## EXTRAIT DU DOCUMENT
%%
II. LES OBSERVATIONS DE LA RAPPORTEURE SPÉCIALE
1. La crise sanitaire explique pour partie la progression des crédits de la mission « Régimes sociaux et de retraite » en 2020
L'exercice 2020 est marqué par une progression, à périmètre courant, des crédits de la mission « Régimes sociaux et de retraite » de 0,94 % en CP (58,1 millions d'euros). Cette progression doit être réévaluée à périmètre constant, afin de tenir compte de la non-reconduction en 2020 de la subvention versée, depuis 2017, au régime de retraite complémentaire des exploitants agricoles dans le cadre du programme 195 « Régimes de retraite des mines, de la SEITA et divers ». Cette aide atteignait 55 millions d'euros en 2019. Dans ces conditions, la progression à périmètre constant atteint 1,8 % en CP (113,1 millions d'euros).
Si les crédits du programme 195 et du programme 197 « Régimes de retraite et de sécurité des marins » ne progressent pas, ceux du programme 198 « Régimes sociaux et de retraite des transports terrestres » sont en nette augmentation (+ 4,1 % par rapport à 2019, soit une majoration de 166,2 millions d'euros en CP).
L'impact de la crise sanitaire sur l'exécution des crédits n'explique que pour partie la progression des dépenses du programme 198. Le recours au dispositif d'activité partielle a conduit à une réduction des cotisations perçues et a majoré mécaniquement les subventions d'équilibre à certains régimes 1 ( * ) . Des pertes de recettes estimées à 83,8 millions d'euros pour la caisse de prévoyance et de retraite du personnel de la SNCF (CPRP SNCF) et à 18,8 millions d'euros pour la caisse de retraites du personnel de la RATP (CRP RATP), toutes deux visées par le programme 198, ont ainsi été enregistrées. L'utilisation des réserves accumulées en 2019 (26,9 millions d'euros pour la CPRP SNCF), d'un report de crédits (22,1 millions d'euros) ou l'existence de marges d'exécution (14,3 millions d'euros pour la CRP RATP) ont également permis d'amortir ce choc exogène.
%%
## LISTE DES TÂCHES
**a.** Dénombrez les lignes des enregistrements qui contiennent le mot « point », en respectant la casse. Donnez uniquement ce nombre.
**b.** Poursuivez l'extrait sur l'évolution des crédits de la mission « Régimes sociaux et de retraite » en 2020 à partir de sa dernière phrase.

## ENREGISTREMENTS DE DONNÉES
%%
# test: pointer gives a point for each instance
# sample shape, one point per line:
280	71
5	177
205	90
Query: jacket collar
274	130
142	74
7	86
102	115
%%
## LISTE DES RÉPONSES
**a.** 2

**b.**
Au sein des autres programmes, l'impact de la crise a pu être absorbé par la diminution, liée à la surmortalité, des prestations versées. La surmortalité justifie ainsi la sous-exécution à hauteur de 6,5 millions d'euros des crédits dédiés au régime de retraites des mines et l'annulation de crédits visant le programme 195 auquel il est rattaché de 3,8 millions d'euros en fin d'exercice. Les moindres cotisations ont également pu être compensées par un report des départs en retraites, à l'image de ceux enregistrés au sein du régime de retraite des marins rattaché au programme 197 où le montant des pertes de cotisations est estimé à 28 millions d'euros. Le nombre de départs en retraite y a ainsi diminué de 9 % en 2020 par rapport à 2019.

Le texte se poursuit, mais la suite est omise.